**STATED GOAL 1**
Gather every line of the records below that contains the word "railing", and copy each of those lines.

So in fact, it seems that by definition, true, pure potentiality literally is impossible in reality because to be in reality it must first be real and then it’s no longer just potential, is it? It’s a concept in our minds, not a thing in reality; not a substance of any level of being.

Even when we say we are a mix of potentiality and actuality, I think we are confusing people like me because we make it seem like potentiality exists alongside actuality in me. So then if I’m asked, “where does it come from”? I’m left dumbfounded. Coz: where else can it come from but God? And if so, doesn’t it mean he had it already?

It seems like an overly complicated way to say,

“I am a thing that is currently coming into being out of nothingness” Essentially.

A “becoming” thing." Using potentiality as something “mixed” with actuality confuses us. 🙂.

It just occurred to me: to claim God has potentiality at any level would also be to deny that being as beingness exists!—at least I think so. Because potentiality cannot be part of being, for being is being, not, not-yet-being:

So what then is potentiality? It seems we must locate it in nothingness, no? Since it’s what happens when Being plays with nothingness. It seems we might be using potentiality as a crude way of describing the deficit of “nothingness” left when you subtract creatures from (1) their intended final level of being/actuality or (2) from God! Again, super confusing. Kinda like saying,

“How much nothingnness exists now between you and all God intends for your being? Well, that’s all the stuff God could cause to be in YOU…potential!”"

and

“How much nothingness exists between you and infinite existence? Well, that’s all the stuff God could cause to be…potential!” Which then sounds like a thing that exists.

**STATED GOAL 2**
Copy the stretch of the passage on potentiality above from "So in fact, it" through "confuses us. 🙂.".

**RECORDS FOR PROCESSING**
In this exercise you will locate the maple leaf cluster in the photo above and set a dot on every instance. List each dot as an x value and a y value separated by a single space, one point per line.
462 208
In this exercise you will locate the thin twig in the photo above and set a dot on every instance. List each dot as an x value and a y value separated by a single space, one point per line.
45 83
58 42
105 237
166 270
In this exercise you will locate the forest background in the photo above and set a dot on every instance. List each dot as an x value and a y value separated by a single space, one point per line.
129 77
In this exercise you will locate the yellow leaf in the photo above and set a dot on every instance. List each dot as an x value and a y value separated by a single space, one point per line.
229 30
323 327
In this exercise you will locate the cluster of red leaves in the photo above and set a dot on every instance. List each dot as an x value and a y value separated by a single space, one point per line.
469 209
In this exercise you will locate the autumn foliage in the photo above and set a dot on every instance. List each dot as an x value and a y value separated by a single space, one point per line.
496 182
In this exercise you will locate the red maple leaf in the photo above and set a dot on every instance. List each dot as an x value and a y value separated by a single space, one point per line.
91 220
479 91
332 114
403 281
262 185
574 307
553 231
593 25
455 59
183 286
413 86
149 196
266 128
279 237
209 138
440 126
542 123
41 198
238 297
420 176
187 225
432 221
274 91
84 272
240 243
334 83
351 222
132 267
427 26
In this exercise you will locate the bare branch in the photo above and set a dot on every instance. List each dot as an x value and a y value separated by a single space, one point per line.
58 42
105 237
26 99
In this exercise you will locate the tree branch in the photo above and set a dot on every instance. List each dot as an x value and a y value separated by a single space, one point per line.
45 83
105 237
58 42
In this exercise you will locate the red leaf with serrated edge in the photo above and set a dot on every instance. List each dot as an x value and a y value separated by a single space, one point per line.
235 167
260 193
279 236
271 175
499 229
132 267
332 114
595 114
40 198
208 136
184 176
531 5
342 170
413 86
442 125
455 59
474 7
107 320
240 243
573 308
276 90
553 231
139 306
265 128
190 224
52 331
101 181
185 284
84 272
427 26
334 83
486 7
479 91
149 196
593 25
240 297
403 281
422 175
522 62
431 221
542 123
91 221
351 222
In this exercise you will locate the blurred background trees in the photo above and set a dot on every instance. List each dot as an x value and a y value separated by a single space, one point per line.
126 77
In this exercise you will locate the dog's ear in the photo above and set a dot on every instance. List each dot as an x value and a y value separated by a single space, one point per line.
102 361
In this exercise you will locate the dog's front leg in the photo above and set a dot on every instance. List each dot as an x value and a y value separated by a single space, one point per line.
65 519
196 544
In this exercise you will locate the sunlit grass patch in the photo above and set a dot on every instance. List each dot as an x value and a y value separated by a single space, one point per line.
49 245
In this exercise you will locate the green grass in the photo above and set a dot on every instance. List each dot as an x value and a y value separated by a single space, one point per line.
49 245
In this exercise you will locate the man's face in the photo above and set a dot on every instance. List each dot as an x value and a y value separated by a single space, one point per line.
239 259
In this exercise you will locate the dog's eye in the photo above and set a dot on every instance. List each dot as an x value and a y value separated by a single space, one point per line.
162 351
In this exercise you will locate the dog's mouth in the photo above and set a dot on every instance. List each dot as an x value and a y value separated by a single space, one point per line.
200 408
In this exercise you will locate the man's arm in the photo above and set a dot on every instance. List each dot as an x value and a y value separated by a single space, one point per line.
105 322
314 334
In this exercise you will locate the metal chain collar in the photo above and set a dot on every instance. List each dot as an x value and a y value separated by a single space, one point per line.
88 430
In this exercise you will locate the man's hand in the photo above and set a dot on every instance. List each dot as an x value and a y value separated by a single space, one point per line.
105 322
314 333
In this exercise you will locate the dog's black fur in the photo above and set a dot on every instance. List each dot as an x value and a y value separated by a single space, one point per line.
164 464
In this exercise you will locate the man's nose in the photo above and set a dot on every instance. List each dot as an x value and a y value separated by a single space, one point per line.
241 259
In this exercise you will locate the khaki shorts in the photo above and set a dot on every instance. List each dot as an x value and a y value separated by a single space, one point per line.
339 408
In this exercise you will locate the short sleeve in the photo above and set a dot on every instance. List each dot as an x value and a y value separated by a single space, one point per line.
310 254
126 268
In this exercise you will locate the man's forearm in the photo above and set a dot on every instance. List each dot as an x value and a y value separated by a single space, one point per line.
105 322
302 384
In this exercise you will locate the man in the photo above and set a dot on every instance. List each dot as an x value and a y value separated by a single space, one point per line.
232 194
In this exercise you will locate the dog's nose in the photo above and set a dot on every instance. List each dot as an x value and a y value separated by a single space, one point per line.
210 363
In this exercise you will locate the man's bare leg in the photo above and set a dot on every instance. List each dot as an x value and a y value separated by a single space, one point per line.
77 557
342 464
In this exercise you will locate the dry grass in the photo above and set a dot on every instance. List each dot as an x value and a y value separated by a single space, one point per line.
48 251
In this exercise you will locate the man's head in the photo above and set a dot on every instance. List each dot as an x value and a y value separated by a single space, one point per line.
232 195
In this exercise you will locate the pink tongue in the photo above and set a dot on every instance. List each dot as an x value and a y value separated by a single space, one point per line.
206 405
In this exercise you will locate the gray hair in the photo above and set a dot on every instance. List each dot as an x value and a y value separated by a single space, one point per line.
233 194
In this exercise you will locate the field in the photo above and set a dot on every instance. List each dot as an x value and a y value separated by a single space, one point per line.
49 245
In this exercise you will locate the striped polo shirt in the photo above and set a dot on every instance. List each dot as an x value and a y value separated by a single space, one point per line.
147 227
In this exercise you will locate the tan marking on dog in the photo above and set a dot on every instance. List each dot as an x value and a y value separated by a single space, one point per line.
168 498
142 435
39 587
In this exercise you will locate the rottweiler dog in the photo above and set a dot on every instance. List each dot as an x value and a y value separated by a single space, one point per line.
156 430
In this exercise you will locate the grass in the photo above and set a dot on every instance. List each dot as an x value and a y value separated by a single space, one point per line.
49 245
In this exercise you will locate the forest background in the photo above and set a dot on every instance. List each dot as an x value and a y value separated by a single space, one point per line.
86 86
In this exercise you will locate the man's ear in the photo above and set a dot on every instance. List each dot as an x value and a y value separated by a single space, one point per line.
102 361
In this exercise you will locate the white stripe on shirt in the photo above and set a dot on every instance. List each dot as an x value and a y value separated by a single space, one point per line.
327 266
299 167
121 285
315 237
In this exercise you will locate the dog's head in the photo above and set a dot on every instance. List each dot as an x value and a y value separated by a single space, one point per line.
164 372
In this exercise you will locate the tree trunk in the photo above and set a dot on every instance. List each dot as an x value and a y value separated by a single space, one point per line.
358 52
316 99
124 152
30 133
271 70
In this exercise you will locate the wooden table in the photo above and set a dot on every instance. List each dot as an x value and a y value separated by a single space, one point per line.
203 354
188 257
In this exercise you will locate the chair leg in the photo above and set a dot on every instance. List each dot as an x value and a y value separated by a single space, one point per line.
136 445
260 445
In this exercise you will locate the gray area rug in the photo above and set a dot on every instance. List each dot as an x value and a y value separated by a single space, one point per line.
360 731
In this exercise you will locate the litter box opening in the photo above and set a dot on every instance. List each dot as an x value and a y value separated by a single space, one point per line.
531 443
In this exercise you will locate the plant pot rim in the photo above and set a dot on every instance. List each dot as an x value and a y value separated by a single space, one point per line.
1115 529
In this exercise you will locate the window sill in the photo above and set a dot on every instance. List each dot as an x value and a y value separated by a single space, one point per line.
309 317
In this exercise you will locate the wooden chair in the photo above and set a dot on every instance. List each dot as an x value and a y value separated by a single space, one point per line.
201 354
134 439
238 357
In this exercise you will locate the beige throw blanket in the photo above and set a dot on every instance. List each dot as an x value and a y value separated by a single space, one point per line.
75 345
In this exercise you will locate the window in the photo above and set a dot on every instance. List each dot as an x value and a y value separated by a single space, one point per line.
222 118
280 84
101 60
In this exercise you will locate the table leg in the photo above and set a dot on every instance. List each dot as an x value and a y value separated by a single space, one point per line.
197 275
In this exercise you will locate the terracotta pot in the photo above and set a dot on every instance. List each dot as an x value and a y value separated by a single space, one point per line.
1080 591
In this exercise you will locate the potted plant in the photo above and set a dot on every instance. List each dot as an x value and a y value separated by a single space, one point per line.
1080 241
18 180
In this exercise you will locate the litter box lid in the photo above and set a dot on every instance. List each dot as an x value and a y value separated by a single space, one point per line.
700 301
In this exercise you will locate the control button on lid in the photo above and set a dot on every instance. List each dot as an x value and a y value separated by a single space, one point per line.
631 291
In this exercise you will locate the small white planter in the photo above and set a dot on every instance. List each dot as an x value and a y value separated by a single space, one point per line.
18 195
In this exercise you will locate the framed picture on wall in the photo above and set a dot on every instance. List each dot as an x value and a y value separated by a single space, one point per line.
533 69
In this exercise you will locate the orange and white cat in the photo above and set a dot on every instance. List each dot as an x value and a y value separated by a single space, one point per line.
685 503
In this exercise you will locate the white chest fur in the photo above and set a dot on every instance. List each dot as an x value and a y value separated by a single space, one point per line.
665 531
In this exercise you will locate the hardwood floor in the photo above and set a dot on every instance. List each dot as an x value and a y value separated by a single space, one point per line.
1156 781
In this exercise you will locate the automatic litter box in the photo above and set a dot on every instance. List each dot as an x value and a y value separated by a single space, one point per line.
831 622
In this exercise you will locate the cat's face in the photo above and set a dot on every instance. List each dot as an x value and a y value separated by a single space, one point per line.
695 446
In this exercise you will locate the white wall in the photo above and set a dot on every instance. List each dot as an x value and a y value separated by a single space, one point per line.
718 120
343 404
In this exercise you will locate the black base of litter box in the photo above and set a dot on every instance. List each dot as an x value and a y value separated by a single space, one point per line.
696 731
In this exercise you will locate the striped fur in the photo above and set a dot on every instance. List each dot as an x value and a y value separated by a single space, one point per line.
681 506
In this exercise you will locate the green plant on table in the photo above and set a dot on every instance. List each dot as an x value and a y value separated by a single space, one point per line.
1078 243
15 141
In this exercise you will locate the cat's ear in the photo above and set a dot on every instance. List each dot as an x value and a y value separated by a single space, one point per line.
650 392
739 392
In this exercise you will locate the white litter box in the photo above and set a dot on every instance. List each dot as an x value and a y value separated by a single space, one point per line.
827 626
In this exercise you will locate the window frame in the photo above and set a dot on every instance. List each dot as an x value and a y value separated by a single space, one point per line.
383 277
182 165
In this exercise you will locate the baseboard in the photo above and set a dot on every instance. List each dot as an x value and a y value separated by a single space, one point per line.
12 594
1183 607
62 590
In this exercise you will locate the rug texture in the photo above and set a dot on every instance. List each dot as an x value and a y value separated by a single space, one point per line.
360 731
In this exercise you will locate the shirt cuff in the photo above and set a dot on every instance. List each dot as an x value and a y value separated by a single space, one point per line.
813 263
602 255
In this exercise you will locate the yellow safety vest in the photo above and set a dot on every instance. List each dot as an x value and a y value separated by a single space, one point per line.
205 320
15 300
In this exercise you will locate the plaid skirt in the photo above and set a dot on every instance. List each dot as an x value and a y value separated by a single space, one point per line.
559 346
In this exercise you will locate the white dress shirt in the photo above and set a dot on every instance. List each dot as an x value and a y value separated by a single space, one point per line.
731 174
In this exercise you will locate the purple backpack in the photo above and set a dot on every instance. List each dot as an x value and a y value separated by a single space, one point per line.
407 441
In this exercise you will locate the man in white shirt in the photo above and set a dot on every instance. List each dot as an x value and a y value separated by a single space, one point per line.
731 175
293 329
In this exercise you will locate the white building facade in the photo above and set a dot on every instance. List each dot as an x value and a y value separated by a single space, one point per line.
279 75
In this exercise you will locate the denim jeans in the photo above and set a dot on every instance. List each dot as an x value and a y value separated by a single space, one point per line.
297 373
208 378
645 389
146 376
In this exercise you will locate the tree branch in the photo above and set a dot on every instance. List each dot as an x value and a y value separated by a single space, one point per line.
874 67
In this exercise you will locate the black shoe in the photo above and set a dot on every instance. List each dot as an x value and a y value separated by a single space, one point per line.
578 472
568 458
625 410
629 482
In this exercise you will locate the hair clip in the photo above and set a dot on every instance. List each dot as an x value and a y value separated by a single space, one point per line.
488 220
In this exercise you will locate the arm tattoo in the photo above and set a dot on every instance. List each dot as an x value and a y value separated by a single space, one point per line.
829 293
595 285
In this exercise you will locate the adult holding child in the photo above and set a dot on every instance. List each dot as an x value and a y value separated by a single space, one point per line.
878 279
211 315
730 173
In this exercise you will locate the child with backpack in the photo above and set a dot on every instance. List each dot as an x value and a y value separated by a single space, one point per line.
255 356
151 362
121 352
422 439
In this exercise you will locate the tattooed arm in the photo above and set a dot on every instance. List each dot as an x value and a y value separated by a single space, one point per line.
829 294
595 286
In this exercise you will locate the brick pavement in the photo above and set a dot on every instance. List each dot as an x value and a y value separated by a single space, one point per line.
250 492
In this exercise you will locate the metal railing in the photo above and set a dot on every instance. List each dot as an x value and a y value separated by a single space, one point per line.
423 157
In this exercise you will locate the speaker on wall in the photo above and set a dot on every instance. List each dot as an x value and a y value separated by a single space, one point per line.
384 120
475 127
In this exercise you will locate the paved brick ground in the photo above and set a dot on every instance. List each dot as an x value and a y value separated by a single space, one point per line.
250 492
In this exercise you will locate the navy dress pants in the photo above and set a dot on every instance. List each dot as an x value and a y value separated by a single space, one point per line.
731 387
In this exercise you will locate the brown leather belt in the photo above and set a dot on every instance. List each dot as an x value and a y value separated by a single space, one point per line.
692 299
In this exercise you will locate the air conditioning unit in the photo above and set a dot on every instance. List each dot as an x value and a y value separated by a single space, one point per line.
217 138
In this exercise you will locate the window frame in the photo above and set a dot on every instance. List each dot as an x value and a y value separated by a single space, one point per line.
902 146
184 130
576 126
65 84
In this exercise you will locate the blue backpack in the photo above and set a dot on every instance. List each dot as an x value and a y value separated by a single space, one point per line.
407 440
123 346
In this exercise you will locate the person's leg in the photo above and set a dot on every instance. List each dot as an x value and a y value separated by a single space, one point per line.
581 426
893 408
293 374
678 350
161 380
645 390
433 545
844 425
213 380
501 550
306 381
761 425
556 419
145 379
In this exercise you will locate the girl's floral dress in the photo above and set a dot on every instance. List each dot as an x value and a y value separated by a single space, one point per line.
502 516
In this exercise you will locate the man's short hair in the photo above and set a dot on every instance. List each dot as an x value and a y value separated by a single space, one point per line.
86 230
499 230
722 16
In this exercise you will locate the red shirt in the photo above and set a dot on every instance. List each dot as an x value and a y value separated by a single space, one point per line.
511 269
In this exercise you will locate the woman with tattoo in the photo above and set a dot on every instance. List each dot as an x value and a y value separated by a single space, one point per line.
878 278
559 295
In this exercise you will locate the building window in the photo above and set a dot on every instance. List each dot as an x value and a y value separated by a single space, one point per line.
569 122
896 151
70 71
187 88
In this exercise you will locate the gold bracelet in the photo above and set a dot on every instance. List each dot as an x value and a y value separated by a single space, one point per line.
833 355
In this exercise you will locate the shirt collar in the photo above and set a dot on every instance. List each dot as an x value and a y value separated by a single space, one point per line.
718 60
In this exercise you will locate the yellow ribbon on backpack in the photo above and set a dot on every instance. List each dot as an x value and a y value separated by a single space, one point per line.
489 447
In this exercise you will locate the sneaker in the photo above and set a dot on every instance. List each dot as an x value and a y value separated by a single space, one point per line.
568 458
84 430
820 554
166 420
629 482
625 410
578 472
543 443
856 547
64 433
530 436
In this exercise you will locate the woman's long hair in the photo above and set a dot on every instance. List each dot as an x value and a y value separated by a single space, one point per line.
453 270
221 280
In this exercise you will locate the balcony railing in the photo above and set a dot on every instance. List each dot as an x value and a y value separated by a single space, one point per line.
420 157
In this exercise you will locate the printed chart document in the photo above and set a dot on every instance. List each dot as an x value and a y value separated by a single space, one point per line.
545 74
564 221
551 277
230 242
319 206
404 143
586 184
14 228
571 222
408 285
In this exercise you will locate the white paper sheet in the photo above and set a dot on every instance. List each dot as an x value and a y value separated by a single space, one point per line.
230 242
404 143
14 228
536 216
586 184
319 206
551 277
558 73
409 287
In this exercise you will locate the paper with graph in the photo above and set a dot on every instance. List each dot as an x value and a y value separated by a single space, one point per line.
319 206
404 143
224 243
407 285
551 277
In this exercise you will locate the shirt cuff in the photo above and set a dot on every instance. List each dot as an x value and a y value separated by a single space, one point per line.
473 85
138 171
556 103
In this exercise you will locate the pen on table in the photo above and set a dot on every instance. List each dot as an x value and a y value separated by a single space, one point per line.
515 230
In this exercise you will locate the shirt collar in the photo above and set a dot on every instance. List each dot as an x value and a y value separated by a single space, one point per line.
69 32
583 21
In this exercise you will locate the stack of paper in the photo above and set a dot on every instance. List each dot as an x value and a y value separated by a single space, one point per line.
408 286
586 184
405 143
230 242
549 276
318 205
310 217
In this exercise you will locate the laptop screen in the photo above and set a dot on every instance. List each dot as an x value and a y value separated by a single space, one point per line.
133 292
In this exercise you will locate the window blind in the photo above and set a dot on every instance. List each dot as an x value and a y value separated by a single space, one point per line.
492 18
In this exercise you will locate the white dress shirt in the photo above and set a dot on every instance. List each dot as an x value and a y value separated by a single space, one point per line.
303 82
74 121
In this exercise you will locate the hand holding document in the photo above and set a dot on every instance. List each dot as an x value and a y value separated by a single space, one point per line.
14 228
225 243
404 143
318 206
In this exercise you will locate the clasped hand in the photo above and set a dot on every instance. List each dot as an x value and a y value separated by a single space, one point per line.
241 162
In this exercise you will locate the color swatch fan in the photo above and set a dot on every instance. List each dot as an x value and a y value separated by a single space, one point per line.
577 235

**WORKED ANSWER 1**
In this exercise you will locate the metal railing in the photo above and set a dot on every instance. List each dot as an x value and a y value separated by a single space, one point per line.
In this exercise you will locate the balcony railing in the photo above and set a dot on every instance. List each dot as an x value and a y value separated by a single space, one point per line.

**WORKED ANSWER 2**
So in fact, it seems that by definition, true, pure potentiality literally is impossible in reality because to be in reality it must first be real and then it’s no longer just potential, is it? It’s a concept in our minds, not a thing in reality; not a substance of any level of being.

Even when we say we are a mix of potentiality and actuality, I think we are confusing people like me because we make it seem like potentiality exists alongside actuality in me. So then if I’m asked, “where does it come from”? I’m left dumbfounded. Coz: where else can it come from but God? And if so, doesn’t it mean he had it already?

It seems like an overly complicated way to say,

“I am a thing that is currently coming into being out of nothingness” Essentially.

A “becoming” thing." Using potentiality as something “mixed” with actuality confuses us. 🙂.